**Description of the task:** Rescale the items below by rewriting every line, requests included, with each x and y coordinate in the answers multiplied by 2.25 and rounded to the nearest whole number, halves rounded up. Leave the numbers in the requests and their format samples unchanged.

## begin Records for processing

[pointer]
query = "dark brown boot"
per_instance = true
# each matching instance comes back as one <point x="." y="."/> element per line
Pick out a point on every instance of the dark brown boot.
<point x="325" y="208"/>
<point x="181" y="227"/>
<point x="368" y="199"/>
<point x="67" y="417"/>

## end Records for processing

**Task output:**
[pointer]
query = "dark brown boot"
per_instance = true
# each matching instance comes back as one <point x="." y="."/> element per line
Pick out a point on every instance of the dark brown boot.
<point x="731" y="468"/>
<point x="407" y="511"/>
<point x="828" y="448"/>
<point x="151" y="938"/>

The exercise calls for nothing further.